The request: Rewrite all of the records below, switching "innermost point" to "central point" wherever it appears and leaving everything else unchanged.

(Dataset excerpt)
____________________
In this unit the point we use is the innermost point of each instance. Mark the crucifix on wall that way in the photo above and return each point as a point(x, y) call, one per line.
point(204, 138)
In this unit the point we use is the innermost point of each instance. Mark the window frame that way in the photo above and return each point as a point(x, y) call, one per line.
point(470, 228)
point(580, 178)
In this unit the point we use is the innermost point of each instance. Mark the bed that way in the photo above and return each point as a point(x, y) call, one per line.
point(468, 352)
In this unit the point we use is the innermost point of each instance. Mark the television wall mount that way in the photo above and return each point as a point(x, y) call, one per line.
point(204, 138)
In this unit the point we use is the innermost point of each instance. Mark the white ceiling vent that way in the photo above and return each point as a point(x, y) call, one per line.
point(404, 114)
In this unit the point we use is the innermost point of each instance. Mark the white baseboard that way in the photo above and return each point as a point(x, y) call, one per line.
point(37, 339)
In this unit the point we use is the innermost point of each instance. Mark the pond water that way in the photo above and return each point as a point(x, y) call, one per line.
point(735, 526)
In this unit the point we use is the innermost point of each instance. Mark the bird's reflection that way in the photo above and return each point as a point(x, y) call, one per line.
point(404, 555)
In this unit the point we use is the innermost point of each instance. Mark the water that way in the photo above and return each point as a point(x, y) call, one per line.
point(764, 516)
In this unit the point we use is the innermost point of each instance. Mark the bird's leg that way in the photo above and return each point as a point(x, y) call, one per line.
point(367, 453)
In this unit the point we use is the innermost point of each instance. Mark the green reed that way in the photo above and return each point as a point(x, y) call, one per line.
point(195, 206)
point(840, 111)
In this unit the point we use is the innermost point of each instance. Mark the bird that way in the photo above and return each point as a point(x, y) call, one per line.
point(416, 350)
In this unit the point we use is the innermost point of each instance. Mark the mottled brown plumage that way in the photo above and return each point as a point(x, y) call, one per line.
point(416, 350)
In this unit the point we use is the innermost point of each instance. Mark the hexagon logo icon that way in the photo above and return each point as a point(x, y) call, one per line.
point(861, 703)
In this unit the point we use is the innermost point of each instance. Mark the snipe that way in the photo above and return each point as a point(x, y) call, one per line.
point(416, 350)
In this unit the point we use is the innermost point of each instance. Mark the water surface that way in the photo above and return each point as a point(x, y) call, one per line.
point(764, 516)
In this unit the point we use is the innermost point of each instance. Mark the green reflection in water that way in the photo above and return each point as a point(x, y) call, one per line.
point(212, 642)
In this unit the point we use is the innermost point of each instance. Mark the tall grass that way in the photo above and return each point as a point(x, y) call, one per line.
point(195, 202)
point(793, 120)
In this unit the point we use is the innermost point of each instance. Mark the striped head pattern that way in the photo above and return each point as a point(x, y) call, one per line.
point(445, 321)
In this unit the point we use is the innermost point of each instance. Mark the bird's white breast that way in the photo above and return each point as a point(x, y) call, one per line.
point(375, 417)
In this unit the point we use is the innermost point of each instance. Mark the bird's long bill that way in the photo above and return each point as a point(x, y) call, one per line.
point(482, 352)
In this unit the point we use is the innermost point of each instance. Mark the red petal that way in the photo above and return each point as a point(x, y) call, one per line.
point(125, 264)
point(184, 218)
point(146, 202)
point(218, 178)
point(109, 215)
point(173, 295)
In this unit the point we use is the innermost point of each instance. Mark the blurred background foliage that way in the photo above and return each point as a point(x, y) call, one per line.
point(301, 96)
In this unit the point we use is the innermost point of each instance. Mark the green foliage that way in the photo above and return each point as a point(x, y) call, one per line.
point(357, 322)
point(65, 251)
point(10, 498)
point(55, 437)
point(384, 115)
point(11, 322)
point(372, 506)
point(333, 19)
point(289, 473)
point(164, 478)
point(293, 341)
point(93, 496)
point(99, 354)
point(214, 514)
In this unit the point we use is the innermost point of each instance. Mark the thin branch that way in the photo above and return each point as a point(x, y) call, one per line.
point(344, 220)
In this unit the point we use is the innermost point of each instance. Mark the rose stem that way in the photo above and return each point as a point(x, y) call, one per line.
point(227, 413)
____________________
Full output:
In this unit the point we use is the central point of each instance. Mark the crucifix on wall that way in the photo above and return each point as a point(x, y) call, one per line.
point(204, 138)
In this unit the point we use is the central point of each instance. Mark the window frame that way in the photo above and return each point as a point(x, y) call, one per line.
point(470, 228)
point(580, 178)
In this unit the point we use is the central point of each instance. Mark the bed that way in the photo above and return each point as a point(x, y) call, one per line.
point(468, 352)
In this unit the point we use is the central point of each instance. Mark the television wall mount that way in the photo above and return each point as a point(x, y) call, one per line.
point(204, 138)
In this unit the point we use is the central point of each instance. Mark the white ceiling vent that way in the photo above and return each point as a point(x, y) call, one per line.
point(404, 114)
In this unit the point we use is the central point of each instance. Mark the white baseboard that way in the photo above and return each point as a point(x, y) call, one per line.
point(37, 339)
In this unit the point we use is the central point of each instance. Mark the pond water that way in the photo above and return each point as a point(x, y) call, one per line.
point(735, 526)
In this unit the point we use is the central point of each instance. Mark the bird's reflection that way in the photo above and return each point as a point(x, y) call, one per line.
point(404, 555)
In this unit the point we use is the central point of each instance. Mark the water that way in the photo above and return each point as a point(x, y) call, one per line.
point(764, 516)
In this unit the point we use is the central point of each instance. Mark the bird's leg that way in the photo above and return each point as a point(x, y) call, one per line.
point(367, 453)
In this unit the point we use is the central point of each instance. Mark the green reed that way in the photo above and return each point as a point(x, y) call, one per line.
point(195, 206)
point(840, 111)
In this unit the point we use is the central point of each instance. Mark the bird that way in the photo above and return each point as a point(x, y) call, one per line.
point(416, 350)
In this unit the point we use is the central point of each instance. Mark the mottled brown plumage that way in the photo above and return each point as a point(x, y) call, one per line.
point(416, 350)
In this unit the point we use is the central point of each instance. Mark the hexagon logo icon that way in the photo above and return each point as a point(x, y) call, one per line.
point(861, 703)
In this unit the point we use is the central point of each instance. Mark the snipe that way in the photo above and return each point as a point(x, y) call, one per line.
point(416, 350)
In this unit the point we use is the central point of each instance. Mark the water surface that way in the photo above and return each point as a point(x, y) call, one per line.
point(764, 516)
In this unit the point we use is the central point of each instance. Mark the green reflection in water that way in the photo above and return each point as a point(x, y) call, one per line.
point(212, 642)
In this unit the point we use is the central point of each instance. Mark the tall grass that way in the photo above and return each point as a point(x, y) call, one per line.
point(195, 202)
point(793, 120)
In this unit the point we use is the central point of each instance. Mark the striped head pattern that way in the photo above and return each point as a point(x, y) call, one per line.
point(445, 321)
In this unit the point we use is the central point of each instance. Mark the bird's white breast that way in the photo above and return each point as a point(x, y) call, one per line.
point(375, 417)
In this unit the point we use is the central point of each instance. Mark the bird's long bill that way in the photo above and return each point as a point(x, y) call, one per line.
point(482, 352)
In this unit the point we use is the central point of each instance. Mark the red petal that way in the photo above and return each point as a point(x, y) call, one per line.
point(125, 264)
point(184, 218)
point(146, 202)
point(218, 178)
point(109, 215)
point(173, 295)
In this unit the point we use is the central point of each instance. Mark the blurred background foliage that way in the photo above and return each point as a point(x, y) call, one per line.
point(301, 96)
In this unit the point we use is the central point of each instance. Mark the green foliage that way in the photo above and return each point as a point(x, y) call, one per line.
point(357, 322)
point(65, 251)
point(10, 498)
point(55, 437)
point(384, 115)
point(11, 322)
point(372, 506)
point(333, 19)
point(289, 473)
point(164, 478)
point(293, 341)
point(93, 496)
point(99, 354)
point(214, 514)
In this unit the point we use is the central point of each instance. Mark the thin branch that way in the photo above and return each point as a point(x, y) call, one per line.
point(344, 220)
In this unit the point we use is the central point of each instance. Mark the rose stem that way in the photo above and return each point as a point(x, y) call, one per line.
point(227, 413)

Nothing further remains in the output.